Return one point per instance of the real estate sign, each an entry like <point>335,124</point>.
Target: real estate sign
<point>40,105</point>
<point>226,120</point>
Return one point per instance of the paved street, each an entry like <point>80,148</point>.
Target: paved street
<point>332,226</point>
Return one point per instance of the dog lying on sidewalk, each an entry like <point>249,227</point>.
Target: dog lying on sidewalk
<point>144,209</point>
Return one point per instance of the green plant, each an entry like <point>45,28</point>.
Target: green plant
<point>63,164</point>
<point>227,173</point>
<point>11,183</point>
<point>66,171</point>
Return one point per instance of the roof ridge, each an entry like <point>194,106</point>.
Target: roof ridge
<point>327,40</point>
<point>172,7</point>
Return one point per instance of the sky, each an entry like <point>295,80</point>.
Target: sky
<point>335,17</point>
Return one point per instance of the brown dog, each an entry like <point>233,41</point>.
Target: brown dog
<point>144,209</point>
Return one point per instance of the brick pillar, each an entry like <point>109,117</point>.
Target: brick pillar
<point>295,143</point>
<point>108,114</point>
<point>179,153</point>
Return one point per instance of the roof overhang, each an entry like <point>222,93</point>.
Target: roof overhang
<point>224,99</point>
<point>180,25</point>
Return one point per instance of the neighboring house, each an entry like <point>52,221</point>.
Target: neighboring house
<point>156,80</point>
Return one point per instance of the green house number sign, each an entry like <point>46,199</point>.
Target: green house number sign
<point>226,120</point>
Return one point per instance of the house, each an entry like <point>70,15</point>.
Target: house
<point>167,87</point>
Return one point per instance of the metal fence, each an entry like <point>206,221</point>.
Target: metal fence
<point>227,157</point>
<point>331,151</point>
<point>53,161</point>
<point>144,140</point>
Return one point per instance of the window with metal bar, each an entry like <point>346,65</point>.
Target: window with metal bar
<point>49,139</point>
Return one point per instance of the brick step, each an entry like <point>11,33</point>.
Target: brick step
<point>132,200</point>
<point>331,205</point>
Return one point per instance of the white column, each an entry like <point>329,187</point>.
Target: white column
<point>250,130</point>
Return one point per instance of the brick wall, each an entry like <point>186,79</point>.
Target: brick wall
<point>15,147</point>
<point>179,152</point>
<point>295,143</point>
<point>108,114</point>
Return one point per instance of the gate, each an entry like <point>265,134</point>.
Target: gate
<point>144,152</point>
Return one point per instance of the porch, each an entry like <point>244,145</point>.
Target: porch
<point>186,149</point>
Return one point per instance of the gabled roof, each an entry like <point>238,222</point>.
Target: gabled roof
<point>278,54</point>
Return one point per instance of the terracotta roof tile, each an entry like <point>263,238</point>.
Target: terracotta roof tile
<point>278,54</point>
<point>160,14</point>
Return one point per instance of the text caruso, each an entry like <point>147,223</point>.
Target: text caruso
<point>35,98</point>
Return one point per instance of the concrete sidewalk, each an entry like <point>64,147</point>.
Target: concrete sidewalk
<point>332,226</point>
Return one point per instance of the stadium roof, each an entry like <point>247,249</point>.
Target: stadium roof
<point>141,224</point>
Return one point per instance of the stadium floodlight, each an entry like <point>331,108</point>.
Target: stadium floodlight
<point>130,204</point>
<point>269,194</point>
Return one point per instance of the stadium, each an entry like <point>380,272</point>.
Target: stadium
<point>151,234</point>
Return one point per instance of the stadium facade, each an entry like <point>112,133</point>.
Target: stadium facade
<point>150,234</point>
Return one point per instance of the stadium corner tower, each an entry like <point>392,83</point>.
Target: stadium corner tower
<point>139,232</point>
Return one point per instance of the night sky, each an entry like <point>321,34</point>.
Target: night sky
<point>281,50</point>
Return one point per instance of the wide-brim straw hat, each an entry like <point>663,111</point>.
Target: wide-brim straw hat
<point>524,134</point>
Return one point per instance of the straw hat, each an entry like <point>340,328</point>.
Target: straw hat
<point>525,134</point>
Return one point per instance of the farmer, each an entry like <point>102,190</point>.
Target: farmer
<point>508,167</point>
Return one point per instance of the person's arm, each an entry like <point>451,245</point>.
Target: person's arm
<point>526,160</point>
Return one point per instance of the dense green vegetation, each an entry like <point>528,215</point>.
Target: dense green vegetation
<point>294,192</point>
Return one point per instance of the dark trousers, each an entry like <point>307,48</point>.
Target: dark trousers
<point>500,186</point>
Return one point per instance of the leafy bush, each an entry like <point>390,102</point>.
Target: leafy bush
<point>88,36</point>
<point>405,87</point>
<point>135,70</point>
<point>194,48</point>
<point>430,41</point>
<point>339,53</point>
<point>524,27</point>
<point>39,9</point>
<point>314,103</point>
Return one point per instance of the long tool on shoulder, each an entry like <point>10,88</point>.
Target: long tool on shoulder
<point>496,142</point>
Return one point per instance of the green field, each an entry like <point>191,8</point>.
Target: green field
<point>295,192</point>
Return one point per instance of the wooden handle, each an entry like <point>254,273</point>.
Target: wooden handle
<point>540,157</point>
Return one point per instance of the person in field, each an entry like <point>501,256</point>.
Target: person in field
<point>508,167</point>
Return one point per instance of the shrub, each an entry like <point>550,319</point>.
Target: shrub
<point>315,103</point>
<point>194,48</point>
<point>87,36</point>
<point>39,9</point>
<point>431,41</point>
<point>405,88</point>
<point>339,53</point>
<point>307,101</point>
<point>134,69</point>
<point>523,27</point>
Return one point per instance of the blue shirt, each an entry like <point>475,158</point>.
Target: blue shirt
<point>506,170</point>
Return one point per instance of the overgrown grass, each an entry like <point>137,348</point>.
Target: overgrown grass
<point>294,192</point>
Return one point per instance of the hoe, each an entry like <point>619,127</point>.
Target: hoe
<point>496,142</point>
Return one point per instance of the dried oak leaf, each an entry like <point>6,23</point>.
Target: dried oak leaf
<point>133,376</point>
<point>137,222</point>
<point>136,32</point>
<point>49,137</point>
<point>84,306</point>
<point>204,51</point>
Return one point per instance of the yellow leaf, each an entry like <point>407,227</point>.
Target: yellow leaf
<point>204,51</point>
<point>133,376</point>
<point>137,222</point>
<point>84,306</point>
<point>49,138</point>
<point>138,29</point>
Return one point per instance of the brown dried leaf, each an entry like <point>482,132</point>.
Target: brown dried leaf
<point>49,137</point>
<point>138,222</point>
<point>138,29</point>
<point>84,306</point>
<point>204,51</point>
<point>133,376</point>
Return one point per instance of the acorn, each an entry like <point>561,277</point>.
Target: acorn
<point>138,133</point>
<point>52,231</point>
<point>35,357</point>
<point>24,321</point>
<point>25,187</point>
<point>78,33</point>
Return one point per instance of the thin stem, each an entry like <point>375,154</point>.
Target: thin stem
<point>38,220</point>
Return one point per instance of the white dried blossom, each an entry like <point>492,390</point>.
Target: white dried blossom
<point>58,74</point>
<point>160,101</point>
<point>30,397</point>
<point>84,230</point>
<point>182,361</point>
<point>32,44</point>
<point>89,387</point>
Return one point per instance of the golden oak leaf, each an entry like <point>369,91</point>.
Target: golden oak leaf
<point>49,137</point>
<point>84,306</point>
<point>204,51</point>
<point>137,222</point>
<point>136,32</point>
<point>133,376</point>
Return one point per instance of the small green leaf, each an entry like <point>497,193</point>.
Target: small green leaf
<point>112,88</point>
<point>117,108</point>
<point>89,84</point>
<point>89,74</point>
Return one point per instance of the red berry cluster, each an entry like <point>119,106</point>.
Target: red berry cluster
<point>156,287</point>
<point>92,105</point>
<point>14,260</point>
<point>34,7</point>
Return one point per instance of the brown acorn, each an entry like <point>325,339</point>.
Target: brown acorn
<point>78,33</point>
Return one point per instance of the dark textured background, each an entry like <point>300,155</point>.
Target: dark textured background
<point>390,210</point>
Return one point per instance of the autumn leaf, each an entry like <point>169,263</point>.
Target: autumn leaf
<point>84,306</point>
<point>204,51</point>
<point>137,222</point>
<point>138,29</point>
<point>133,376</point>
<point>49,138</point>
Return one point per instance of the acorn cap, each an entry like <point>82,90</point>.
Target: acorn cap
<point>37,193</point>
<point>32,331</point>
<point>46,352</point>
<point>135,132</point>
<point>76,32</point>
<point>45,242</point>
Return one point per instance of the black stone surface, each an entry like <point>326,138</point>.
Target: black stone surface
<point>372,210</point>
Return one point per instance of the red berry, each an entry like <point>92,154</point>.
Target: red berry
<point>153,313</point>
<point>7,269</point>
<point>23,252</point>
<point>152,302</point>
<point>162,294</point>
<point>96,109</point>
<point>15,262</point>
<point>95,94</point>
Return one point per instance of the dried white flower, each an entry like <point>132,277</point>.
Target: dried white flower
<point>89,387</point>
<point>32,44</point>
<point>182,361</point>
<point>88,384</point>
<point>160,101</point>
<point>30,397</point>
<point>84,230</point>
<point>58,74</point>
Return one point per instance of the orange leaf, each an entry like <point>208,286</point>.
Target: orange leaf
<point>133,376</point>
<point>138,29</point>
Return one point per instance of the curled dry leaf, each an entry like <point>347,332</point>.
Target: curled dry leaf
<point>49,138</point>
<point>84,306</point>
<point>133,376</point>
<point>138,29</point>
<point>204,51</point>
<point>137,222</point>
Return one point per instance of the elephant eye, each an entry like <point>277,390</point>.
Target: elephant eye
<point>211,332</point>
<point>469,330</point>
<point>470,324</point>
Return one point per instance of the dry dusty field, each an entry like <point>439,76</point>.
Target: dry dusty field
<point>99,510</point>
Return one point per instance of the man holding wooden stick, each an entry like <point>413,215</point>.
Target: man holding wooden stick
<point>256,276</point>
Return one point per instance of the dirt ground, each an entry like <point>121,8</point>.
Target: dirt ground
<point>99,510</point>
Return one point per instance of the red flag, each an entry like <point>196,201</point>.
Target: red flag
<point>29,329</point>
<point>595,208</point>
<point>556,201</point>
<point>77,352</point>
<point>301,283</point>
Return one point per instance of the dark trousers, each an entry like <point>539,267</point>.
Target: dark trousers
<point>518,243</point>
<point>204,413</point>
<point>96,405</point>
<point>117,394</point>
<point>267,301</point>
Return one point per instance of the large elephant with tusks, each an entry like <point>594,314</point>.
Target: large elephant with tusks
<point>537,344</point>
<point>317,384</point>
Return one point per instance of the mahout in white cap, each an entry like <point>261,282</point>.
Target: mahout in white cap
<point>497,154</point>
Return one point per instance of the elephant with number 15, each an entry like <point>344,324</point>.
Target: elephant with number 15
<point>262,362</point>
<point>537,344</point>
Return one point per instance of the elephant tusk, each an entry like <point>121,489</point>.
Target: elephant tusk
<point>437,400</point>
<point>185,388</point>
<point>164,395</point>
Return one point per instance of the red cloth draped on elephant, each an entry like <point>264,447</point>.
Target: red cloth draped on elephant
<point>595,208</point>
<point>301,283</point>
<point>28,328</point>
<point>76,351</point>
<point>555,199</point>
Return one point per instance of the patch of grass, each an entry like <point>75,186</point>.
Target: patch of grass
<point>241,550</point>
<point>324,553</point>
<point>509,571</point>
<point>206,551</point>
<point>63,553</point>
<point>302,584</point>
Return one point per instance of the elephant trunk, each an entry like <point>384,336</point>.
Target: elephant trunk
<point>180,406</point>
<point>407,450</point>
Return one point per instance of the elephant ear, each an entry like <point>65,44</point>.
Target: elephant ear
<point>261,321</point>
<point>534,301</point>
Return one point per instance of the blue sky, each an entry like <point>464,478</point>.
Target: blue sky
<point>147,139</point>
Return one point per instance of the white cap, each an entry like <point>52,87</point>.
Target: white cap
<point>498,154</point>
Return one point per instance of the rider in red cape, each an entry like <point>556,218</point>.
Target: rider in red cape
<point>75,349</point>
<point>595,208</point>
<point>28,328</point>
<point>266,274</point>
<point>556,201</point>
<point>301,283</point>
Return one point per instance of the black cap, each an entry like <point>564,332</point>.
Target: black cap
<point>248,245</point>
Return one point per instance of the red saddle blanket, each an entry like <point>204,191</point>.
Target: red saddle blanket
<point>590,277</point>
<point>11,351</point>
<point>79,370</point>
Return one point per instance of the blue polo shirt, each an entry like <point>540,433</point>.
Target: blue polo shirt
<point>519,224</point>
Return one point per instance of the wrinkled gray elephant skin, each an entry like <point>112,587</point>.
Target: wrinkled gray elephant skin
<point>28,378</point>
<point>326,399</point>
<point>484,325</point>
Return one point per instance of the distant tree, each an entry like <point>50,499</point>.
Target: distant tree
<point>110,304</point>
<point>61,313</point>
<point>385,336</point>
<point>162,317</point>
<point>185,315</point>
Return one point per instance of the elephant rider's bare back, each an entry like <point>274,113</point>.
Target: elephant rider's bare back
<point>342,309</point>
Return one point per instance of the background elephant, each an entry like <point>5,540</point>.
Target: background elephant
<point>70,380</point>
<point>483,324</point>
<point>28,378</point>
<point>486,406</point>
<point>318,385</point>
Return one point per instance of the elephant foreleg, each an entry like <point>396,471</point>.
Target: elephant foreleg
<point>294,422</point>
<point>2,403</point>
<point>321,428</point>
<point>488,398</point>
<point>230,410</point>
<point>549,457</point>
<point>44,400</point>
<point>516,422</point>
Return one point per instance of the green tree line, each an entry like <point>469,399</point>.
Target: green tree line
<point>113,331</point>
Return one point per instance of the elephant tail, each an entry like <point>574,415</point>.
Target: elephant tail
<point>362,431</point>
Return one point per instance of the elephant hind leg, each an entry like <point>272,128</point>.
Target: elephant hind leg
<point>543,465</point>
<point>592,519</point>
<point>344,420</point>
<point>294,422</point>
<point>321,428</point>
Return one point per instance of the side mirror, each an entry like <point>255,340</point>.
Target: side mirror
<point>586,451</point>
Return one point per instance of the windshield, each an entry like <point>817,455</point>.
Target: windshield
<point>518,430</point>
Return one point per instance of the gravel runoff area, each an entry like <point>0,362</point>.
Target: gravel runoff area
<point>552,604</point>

+++

▶ _PROBLEM DETAILS_: Convert the stretch of the listing above that opens with the line containing "entry like <point>539,267</point>." and closes with the line containing "<point>407,450</point>", both lines included, into a Markdown table with the columns "Row" and "Text". Number each line in "Row", put the line in "Text", and skip blank lines.

▶ _EXERCISE SOLUTION_:
| Row | Text |
|---|---|
| 1 | Return one point per instance of the dark trousers, each an entry like <point>539,267</point>. |
| 2 | Target: dark trousers |
| 3 | <point>518,243</point> |
| 4 | <point>204,413</point> |
| 5 | <point>96,405</point> |
| 6 | <point>117,394</point> |
| 7 | <point>267,301</point> |
| 8 | Return one point per instance of the large elephant with tusks, each an entry like <point>594,314</point>. |
| 9 | Target: large elephant with tusks |
| 10 | <point>537,344</point> |
| 11 | <point>317,384</point> |
| 12 | Return one point per instance of the mahout in white cap, each an entry like <point>261,282</point>. |
| 13 | Target: mahout in white cap |
| 14 | <point>497,154</point> |
| 15 | Return one point per instance of the elephant with number 15, each an entry like <point>344,324</point>. |
| 16 | Target: elephant with number 15 |
| 17 | <point>262,362</point> |
| 18 | <point>537,344</point> |
| 19 | Return one point per instance of the elephant tusk, each an entry like <point>121,489</point>. |
| 20 | Target: elephant tusk |
| 21 | <point>437,400</point> |
| 22 | <point>185,388</point> |
| 23 | <point>164,395</point> |
| 24 | Return one point per instance of the red cloth draped on elephant, each an entry like <point>264,447</point>. |
| 25 | Target: red cloth draped on elephant |
| 26 | <point>595,208</point> |
| 27 | <point>301,283</point> |
| 28 | <point>28,328</point> |
| 29 | <point>76,351</point> |
| 30 | <point>555,199</point> |
| 31 | Return one point per instance of the patch of grass, each an entry like <point>75,186</point>. |
| 32 | Target: patch of grass |
| 33 | <point>241,550</point> |
| 34 | <point>324,553</point> |
| 35 | <point>509,571</point> |
| 36 | <point>206,551</point> |
| 37 | <point>63,553</point> |
| 38 | <point>302,584</point> |
| 39 | Return one point per instance of the elephant trunk, each an entry like <point>384,336</point>. |
| 40 | Target: elephant trunk |
| 41 | <point>180,406</point> |
| 42 | <point>407,450</point> |